EXERCISE 1:
Answer these questions using the explanation of planetary spin below, giving each answer on its own line with the matching letter.
(a) How long is Jupiter's day?
(b) By about how many degrees is Uranus's rotation axis tilted from its orbital axis?
(c) What percentage of the solar system's mass is in the Sun?

EXTRACT TO READ:
-- start --
Physicist: I’ll break this down into two questions: “Where does the rotation originally come from?” and “Once the a planet is in orbit, what keeps it there?”

Where does the rotation originally come from?: The original yearly rotation of the Earth around the Sun (orbital rotation), as well the daily rotation of the Earth about it’s own axis (just “rotation”) is essentially dumb luck.

If you hold out any object and toss it in the air, you’ll find that it’s almost impossible to toss it in such a way that it doesn’t turn at all.  The same is true of stellar nebulae (the gigantic clouds of gas and dust that condense to form stars and planets).  They always have at least a little bit of swirl and spin.

As the cloud that became our solar system collapsed inward, the mass settled into a spinning disc with a big bump in the middle (the Sun), and that disk began collapsing even more to form the planets.  This process is called accretion, and you can see it at work over and over again.

When stuff collapses it tends to form a central ball and a disk.

There aren’t any non-spinning planets, but the speed that they spin varies widely.  Jupiter’s day is only 10 hours long, while Venus’ is around 240 Earth days long.  How fast and in exactly what direction a planet will end up spinning is a fiendishly complicated problem.  Some of it is determined by the flow of the gas and dust of the “proto-planetary disk” (which is fairly simple), which is why the orbits and rotations of every planet in the solar system orbits and rotates in roughly the same direction.

Since the Earth orbits the sun in the same direction that it rotates, when it's morning (6 am) you're standing on the "front side" of the Earth.

But once the ball gets rolling (so to speak) you find yourself with a solar system full of big rocks on slightly different orbits slamming into each other, and changing each others rotations.  For example, the Earth’s moon was (most likely) created by a stupendous collision with something Mars-sized that “splashed” the moon into orbit.  That impact, as well as tidal effects from the moon itself, have radically changed the length of the day on Earth.  Uranus is also believed to be the victim of an even bigger collision that tilted it’s rotation axis around 98° from it’s orbital axis (the direction perpendicular to its orbit), and dramatically changed the length of it’s day.  We can’t say by how much; no one saw what it was like before.

So, in general, things spin because they collapse from very large clouds of stuff that were spinning (just a little) already.  If the cloud hadn’t been spinning, then all of the mass in the solar system would have fallen all the way into the Sun.  Instead, a mere 99.86% of the solar system’s mass is in the Sun.

Once a planet is in orbit, what keeps it there?: Gravity pulls the Earth in, and centrifugal force holds it out.*  The centrifugal force on the Earth is just a result of the Earth moving in a curved path around the Sun.  It doesn’t slow down because there isn’t any friction.  After all, in space, there’s nothing to have friction with.  Why exactly an orbit is stable involves a short romp in math town.
-- end --
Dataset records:
-- start --
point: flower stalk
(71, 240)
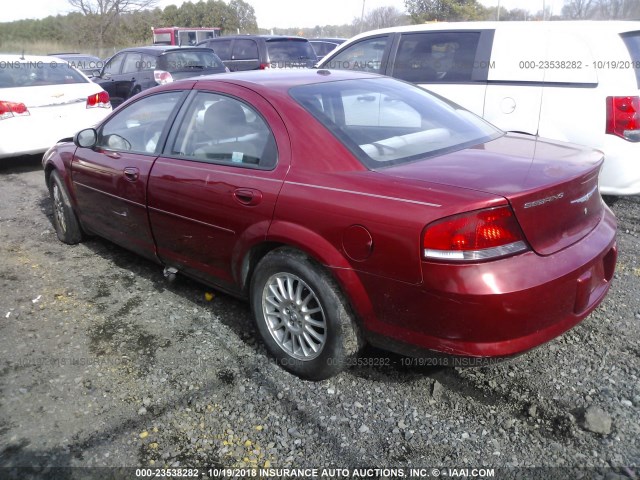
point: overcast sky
(269, 13)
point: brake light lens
(623, 117)
(161, 77)
(479, 235)
(98, 100)
(12, 109)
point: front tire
(302, 316)
(64, 218)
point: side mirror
(86, 138)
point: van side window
(363, 56)
(245, 50)
(222, 48)
(437, 57)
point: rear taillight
(98, 100)
(161, 77)
(12, 109)
(623, 117)
(478, 235)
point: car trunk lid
(551, 186)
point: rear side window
(190, 60)
(18, 74)
(632, 41)
(222, 48)
(363, 56)
(287, 51)
(132, 63)
(385, 122)
(436, 57)
(245, 50)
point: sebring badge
(542, 201)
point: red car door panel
(213, 193)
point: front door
(110, 180)
(213, 192)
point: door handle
(247, 196)
(131, 174)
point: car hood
(551, 186)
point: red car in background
(347, 207)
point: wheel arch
(319, 251)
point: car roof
(563, 25)
(29, 58)
(283, 80)
(158, 49)
(266, 37)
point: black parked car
(258, 52)
(135, 69)
(87, 64)
(322, 46)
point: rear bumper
(620, 174)
(494, 309)
(37, 132)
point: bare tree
(103, 15)
(579, 9)
(619, 9)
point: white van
(573, 81)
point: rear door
(515, 83)
(110, 180)
(213, 191)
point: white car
(43, 100)
(574, 81)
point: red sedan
(346, 207)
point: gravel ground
(105, 364)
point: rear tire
(64, 218)
(302, 315)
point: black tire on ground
(64, 218)
(303, 317)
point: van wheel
(302, 316)
(64, 218)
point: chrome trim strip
(373, 195)
(111, 195)
(171, 214)
(484, 254)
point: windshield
(192, 60)
(37, 73)
(283, 52)
(386, 122)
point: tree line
(99, 25)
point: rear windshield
(31, 74)
(290, 52)
(632, 41)
(386, 122)
(191, 60)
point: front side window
(132, 63)
(222, 48)
(386, 122)
(289, 52)
(113, 65)
(364, 56)
(31, 74)
(197, 59)
(138, 127)
(221, 129)
(436, 57)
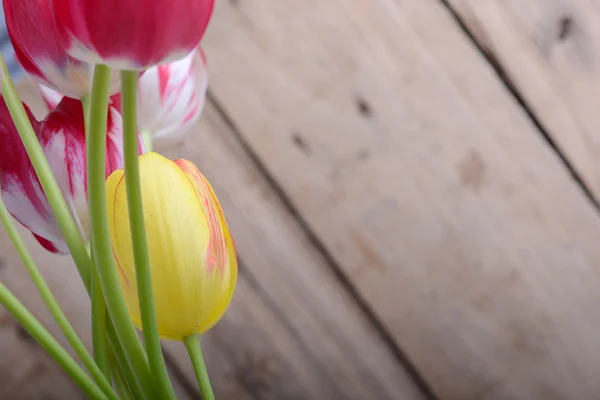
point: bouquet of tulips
(147, 234)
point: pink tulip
(62, 137)
(131, 34)
(171, 96)
(32, 29)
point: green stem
(57, 203)
(143, 274)
(103, 254)
(120, 381)
(192, 344)
(41, 335)
(85, 102)
(99, 324)
(147, 138)
(134, 383)
(52, 304)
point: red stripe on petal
(217, 254)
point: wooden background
(413, 188)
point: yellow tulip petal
(192, 256)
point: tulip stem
(102, 247)
(120, 381)
(147, 138)
(129, 80)
(134, 384)
(45, 339)
(192, 344)
(51, 303)
(57, 203)
(99, 324)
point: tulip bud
(62, 137)
(132, 34)
(171, 96)
(32, 29)
(192, 255)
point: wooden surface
(411, 188)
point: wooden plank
(397, 144)
(292, 332)
(64, 281)
(549, 51)
(26, 372)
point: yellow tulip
(192, 254)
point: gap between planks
(399, 354)
(494, 62)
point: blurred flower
(192, 254)
(171, 96)
(62, 137)
(132, 34)
(32, 29)
(50, 96)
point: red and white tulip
(62, 137)
(171, 96)
(131, 34)
(33, 32)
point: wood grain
(292, 332)
(399, 148)
(549, 50)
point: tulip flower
(62, 137)
(171, 96)
(192, 255)
(33, 32)
(131, 34)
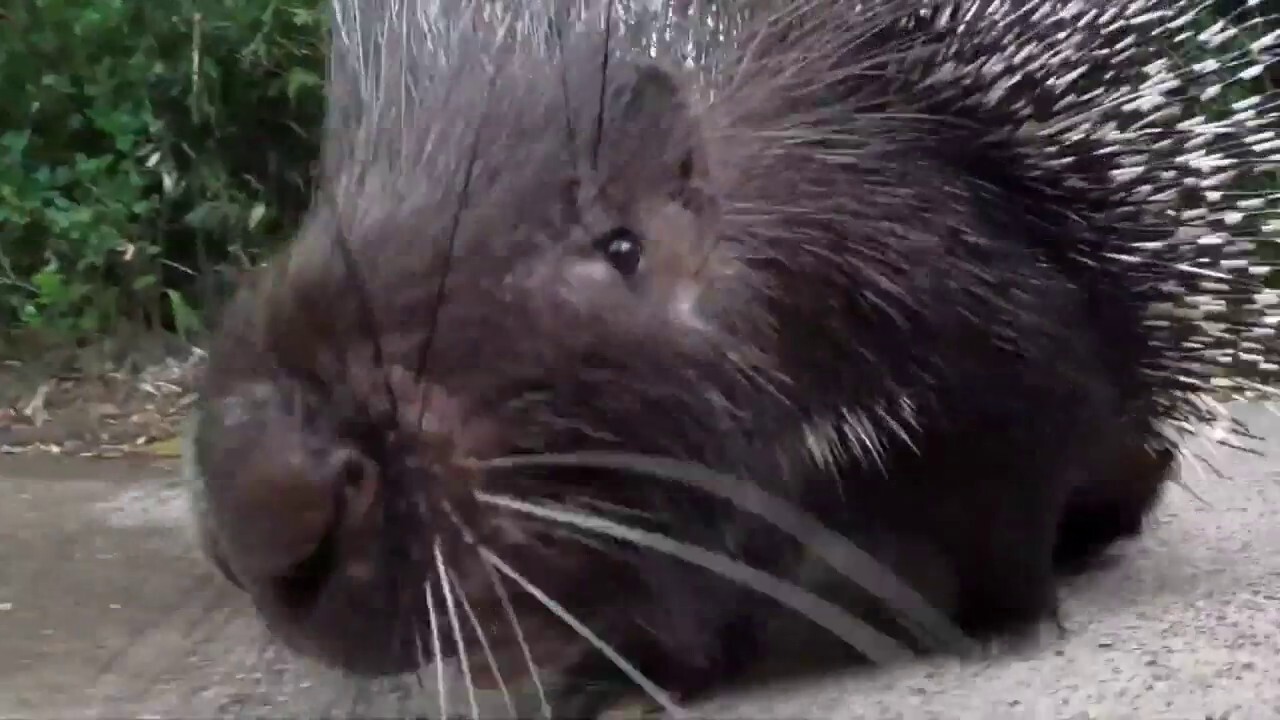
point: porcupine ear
(657, 101)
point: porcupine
(563, 311)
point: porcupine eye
(622, 249)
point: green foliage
(144, 149)
(147, 150)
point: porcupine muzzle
(300, 524)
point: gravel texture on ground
(106, 613)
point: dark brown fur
(339, 442)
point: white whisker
(443, 573)
(842, 555)
(860, 636)
(484, 642)
(657, 693)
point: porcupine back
(1088, 114)
(1091, 118)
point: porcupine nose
(288, 519)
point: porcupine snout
(296, 516)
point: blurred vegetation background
(151, 150)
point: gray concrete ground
(105, 611)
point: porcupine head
(526, 261)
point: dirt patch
(97, 401)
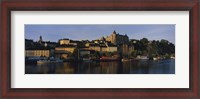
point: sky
(91, 32)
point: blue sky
(91, 32)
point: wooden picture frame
(99, 5)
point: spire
(114, 32)
(40, 38)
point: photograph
(99, 48)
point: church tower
(40, 39)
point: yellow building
(64, 51)
(67, 42)
(117, 38)
(37, 53)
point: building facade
(117, 38)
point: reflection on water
(129, 67)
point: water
(129, 67)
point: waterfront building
(117, 38)
(67, 42)
(64, 51)
(103, 47)
(39, 52)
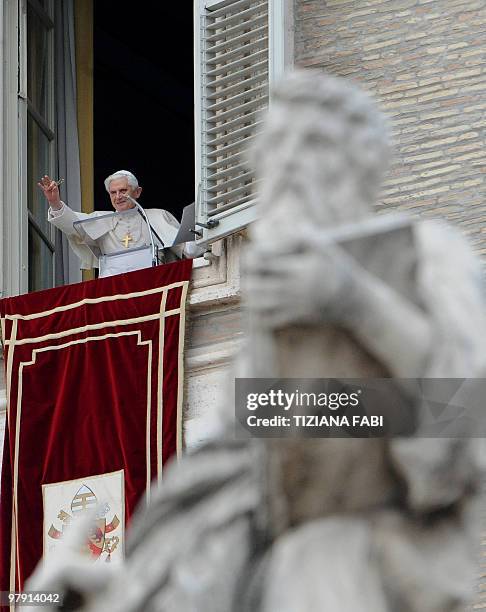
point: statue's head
(324, 149)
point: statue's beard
(319, 204)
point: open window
(239, 52)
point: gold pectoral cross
(127, 238)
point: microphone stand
(141, 211)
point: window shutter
(232, 82)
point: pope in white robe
(114, 233)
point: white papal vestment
(116, 233)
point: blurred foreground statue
(355, 525)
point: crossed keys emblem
(97, 541)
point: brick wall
(425, 61)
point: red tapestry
(94, 386)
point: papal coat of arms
(105, 534)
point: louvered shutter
(233, 50)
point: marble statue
(368, 525)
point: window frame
(232, 220)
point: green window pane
(38, 68)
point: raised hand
(50, 189)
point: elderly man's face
(306, 159)
(119, 189)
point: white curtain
(67, 142)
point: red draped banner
(94, 390)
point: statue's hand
(300, 286)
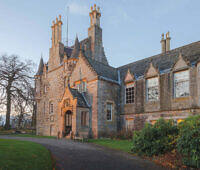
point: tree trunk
(8, 109)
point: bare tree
(15, 79)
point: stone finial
(167, 34)
(162, 36)
(168, 41)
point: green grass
(23, 155)
(33, 136)
(123, 145)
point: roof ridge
(101, 63)
(171, 51)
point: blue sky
(131, 28)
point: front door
(68, 122)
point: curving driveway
(72, 155)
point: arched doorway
(68, 122)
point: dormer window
(45, 89)
(51, 107)
(181, 84)
(152, 89)
(82, 86)
(130, 93)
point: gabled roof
(81, 101)
(40, 68)
(164, 61)
(103, 70)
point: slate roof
(81, 101)
(40, 68)
(164, 61)
(103, 70)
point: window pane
(152, 89)
(181, 84)
(109, 111)
(130, 93)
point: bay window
(181, 84)
(152, 89)
(130, 93)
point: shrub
(188, 143)
(155, 139)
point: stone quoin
(79, 94)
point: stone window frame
(45, 88)
(44, 107)
(51, 107)
(173, 82)
(112, 110)
(84, 119)
(134, 95)
(146, 93)
(82, 86)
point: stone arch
(68, 122)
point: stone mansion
(78, 92)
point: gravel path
(72, 155)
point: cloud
(77, 8)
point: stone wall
(167, 106)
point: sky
(131, 28)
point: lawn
(23, 155)
(33, 136)
(123, 145)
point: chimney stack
(56, 31)
(165, 43)
(168, 42)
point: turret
(76, 49)
(56, 31)
(165, 43)
(40, 68)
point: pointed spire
(41, 66)
(76, 49)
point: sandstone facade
(79, 93)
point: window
(44, 108)
(152, 89)
(83, 118)
(181, 84)
(65, 82)
(130, 93)
(50, 108)
(45, 89)
(82, 87)
(109, 112)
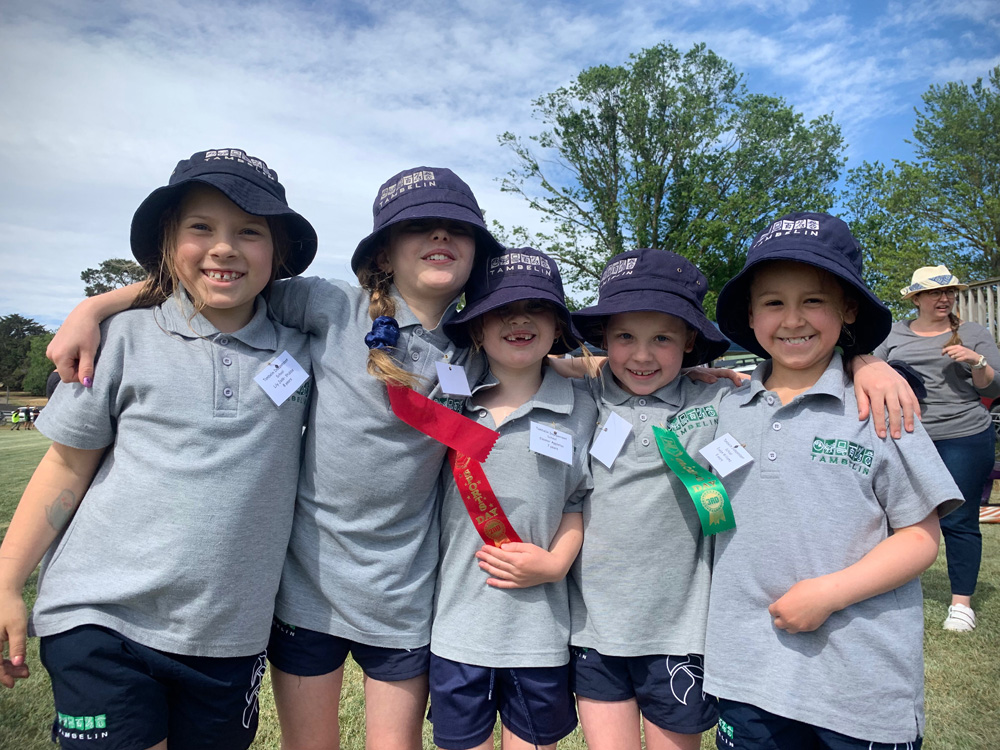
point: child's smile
(797, 313)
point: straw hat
(931, 277)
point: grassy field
(962, 670)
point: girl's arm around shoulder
(519, 565)
(74, 347)
(880, 389)
(896, 560)
(47, 505)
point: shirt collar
(614, 394)
(175, 316)
(830, 383)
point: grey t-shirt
(364, 548)
(179, 542)
(490, 627)
(640, 584)
(952, 408)
(823, 490)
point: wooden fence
(980, 304)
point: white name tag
(609, 440)
(453, 379)
(281, 377)
(726, 455)
(550, 442)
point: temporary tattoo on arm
(59, 513)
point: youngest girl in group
(501, 643)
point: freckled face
(646, 349)
(797, 312)
(519, 335)
(430, 259)
(223, 256)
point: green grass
(962, 670)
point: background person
(958, 362)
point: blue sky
(99, 100)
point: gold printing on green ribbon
(709, 496)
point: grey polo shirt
(640, 585)
(179, 542)
(491, 627)
(822, 492)
(952, 408)
(364, 549)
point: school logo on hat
(819, 240)
(422, 193)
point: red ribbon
(480, 500)
(441, 423)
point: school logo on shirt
(83, 727)
(301, 396)
(843, 452)
(455, 404)
(692, 419)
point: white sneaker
(960, 618)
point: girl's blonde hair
(162, 282)
(378, 283)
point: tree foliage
(111, 274)
(38, 365)
(668, 150)
(942, 208)
(15, 332)
(954, 185)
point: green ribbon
(706, 490)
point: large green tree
(111, 274)
(39, 366)
(668, 150)
(15, 333)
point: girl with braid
(360, 569)
(958, 362)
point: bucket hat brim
(709, 343)
(147, 229)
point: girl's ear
(850, 310)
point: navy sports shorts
(668, 689)
(111, 692)
(535, 703)
(307, 653)
(742, 725)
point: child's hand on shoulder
(518, 565)
(13, 633)
(712, 374)
(804, 607)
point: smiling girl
(155, 599)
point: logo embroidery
(700, 416)
(843, 452)
(418, 179)
(83, 727)
(807, 227)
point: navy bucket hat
(815, 239)
(423, 193)
(507, 276)
(650, 280)
(247, 182)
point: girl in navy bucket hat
(822, 587)
(360, 570)
(155, 597)
(639, 588)
(515, 661)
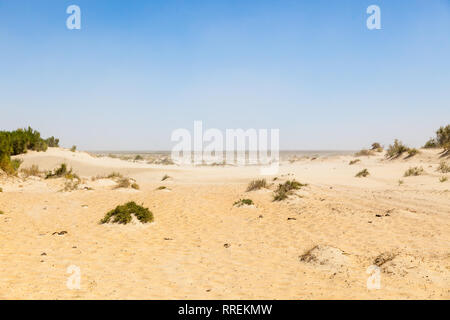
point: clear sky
(137, 70)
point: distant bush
(18, 142)
(430, 144)
(412, 152)
(243, 202)
(443, 167)
(58, 172)
(123, 214)
(442, 139)
(414, 171)
(52, 142)
(286, 189)
(377, 147)
(396, 150)
(256, 185)
(31, 171)
(362, 174)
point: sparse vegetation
(396, 150)
(286, 189)
(364, 152)
(442, 139)
(412, 152)
(123, 214)
(362, 174)
(414, 171)
(256, 185)
(377, 147)
(31, 171)
(243, 202)
(443, 167)
(58, 172)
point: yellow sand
(201, 247)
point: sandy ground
(318, 244)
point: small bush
(135, 186)
(364, 152)
(256, 185)
(123, 214)
(414, 171)
(286, 189)
(396, 150)
(443, 167)
(431, 144)
(31, 171)
(58, 172)
(123, 183)
(243, 202)
(362, 174)
(412, 152)
(377, 147)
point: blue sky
(137, 70)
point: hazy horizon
(136, 71)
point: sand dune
(318, 244)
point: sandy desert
(320, 243)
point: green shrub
(430, 144)
(286, 189)
(123, 214)
(52, 142)
(364, 152)
(412, 152)
(58, 172)
(31, 171)
(443, 167)
(414, 171)
(243, 202)
(256, 185)
(396, 150)
(362, 174)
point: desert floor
(202, 247)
-- end --
EXERCISE 2: Gather every line of the records that holds the word "desert".

CORRECT RESULT 1:
(a) Only 10 hours
(b) Around 98°
(c) 99.86%

CORRECT RESULT 2:
point: sandy desert
point: desert floor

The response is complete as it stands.